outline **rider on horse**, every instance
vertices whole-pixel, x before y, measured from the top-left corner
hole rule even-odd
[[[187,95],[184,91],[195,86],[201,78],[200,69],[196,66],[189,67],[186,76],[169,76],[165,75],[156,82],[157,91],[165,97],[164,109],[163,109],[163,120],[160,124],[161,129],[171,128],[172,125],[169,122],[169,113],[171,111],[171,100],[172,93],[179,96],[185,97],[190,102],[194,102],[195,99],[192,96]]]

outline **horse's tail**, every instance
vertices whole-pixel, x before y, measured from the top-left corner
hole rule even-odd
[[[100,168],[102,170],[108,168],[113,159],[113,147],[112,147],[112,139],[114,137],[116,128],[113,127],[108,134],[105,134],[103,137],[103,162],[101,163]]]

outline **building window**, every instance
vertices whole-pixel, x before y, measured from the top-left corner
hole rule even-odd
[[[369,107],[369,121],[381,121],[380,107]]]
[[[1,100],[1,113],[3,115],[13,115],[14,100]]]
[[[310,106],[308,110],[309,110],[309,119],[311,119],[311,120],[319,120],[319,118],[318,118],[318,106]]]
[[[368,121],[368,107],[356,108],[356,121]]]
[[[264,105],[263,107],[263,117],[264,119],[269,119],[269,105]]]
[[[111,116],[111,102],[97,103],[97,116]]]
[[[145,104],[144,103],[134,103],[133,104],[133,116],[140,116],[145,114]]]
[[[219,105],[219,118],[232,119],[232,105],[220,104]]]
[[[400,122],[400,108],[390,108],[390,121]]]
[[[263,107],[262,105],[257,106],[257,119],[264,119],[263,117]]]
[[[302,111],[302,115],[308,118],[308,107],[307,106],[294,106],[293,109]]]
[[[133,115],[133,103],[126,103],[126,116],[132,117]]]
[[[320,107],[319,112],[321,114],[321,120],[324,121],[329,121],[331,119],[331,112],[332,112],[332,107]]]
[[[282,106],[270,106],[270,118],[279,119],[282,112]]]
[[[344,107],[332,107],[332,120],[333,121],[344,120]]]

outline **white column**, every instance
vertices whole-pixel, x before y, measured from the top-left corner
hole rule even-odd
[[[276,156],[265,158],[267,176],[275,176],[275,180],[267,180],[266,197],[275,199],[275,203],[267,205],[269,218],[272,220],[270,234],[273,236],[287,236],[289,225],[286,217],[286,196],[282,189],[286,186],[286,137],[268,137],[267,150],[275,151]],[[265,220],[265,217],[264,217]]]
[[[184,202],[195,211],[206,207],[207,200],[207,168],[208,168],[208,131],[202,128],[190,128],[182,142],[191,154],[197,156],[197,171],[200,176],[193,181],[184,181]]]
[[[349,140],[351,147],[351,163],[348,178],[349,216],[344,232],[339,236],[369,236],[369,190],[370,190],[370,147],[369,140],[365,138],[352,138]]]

**TASK TO COMPLETE**: Gather every line of the entries above that contains the word "outline", matching case exactly.

**RESPONSE TO THIS TASK**:
outline **rider on horse**, every instance
outline **horse's tail**, every instance
outline **building window**, every instance
outline **white column**, every instance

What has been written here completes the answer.